以卷积层为例来看看ONNX的OP是如何被转换成Relay表达式的。卷积OP一般有输入,权重,偏置这三个项,对应了下面函数中的inputs[0],inputs[1],inputs[2]。

而auto_pad这个属性是ONNX特有的属性,TVM的Relay 卷积OP不支持这种属性,所以需要将ONNX 卷积OP需要Pad的数值计算出来并分情况进行处理(这里有手动对输入进行Pad以及给Relay的卷积OP增加一个padding参数两种做法,具体问题具体分析)。然后需要注意的是在这个转换函数中inputs[0]是Relay IR,而不是真实的数据,我们可以通过打印下面代码中的inputs[0]看到。

class Conv(OnnxOpConverter):
    """Operator converter for Conv."""

    @classmethod
    def _impl_v1(cls, inputs, attr, params):
        # Use shape of input to determine convolution type.
        data = inputs[0]
        kernel = inputs[1]
        input_shape = infer_shape(data)
        ndim = len(input_shape)

        kernel_type = infer_type(inputs[1])
        kernel_shapes = [get_const_tuple(kernel_type.checked_type.shape)]

        if "kernel_shape" not in attr:
            attr["kernel_shape"] = kernel_shapes[0][2:]

        if "auto_pad" in attr:
            attr["auto_pad"] = attr["auto_pad"].decode("utf-8")

* **收集的数据**:

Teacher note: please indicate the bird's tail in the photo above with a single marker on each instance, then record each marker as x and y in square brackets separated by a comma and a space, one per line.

* **待完成**:
1) 卷积转换文本中提到，转换函数里的inputs[0]是什么？
2) 请从卷积转换文本最后一行代码之后接着往下写。
上面的资料与卷积转换文本互不相干，是单独的材料。

* **任务答案**:
1) inputs[0]是Relay IR，而不是真实的数据。

2)
            if attr["auto_pad"] in ("SAME_UPPER", "SAME_LOWER"):
                # Warning: Convolution does not yet support dynamic shapes,
                # one will need to run dynamic_to_static on this model after import
                data = autopad(
                    data,
                    attr.get("strides", [1] * (ndim - 2)),
                    attr["kernel_shape"],
                    attr.get("dilations", [1] * (ndim - 2)),
                    mode=attr["auto_pad"],
                )
            elif attr["auto_pad"] == "VALID":
                attr["pads"] = [0 for i in range(ndim - 2)]
            elif attr["auto_pad"] == "NOTSET":
                pass
            else:
                msg = 'Value {} in attribute "auto_pad" of operator Conv is invalid.'
                raise tvm.error.OpAttributeInvalid(msg.format(attr["auto_pad"]))
            attr.pop("auto_pad")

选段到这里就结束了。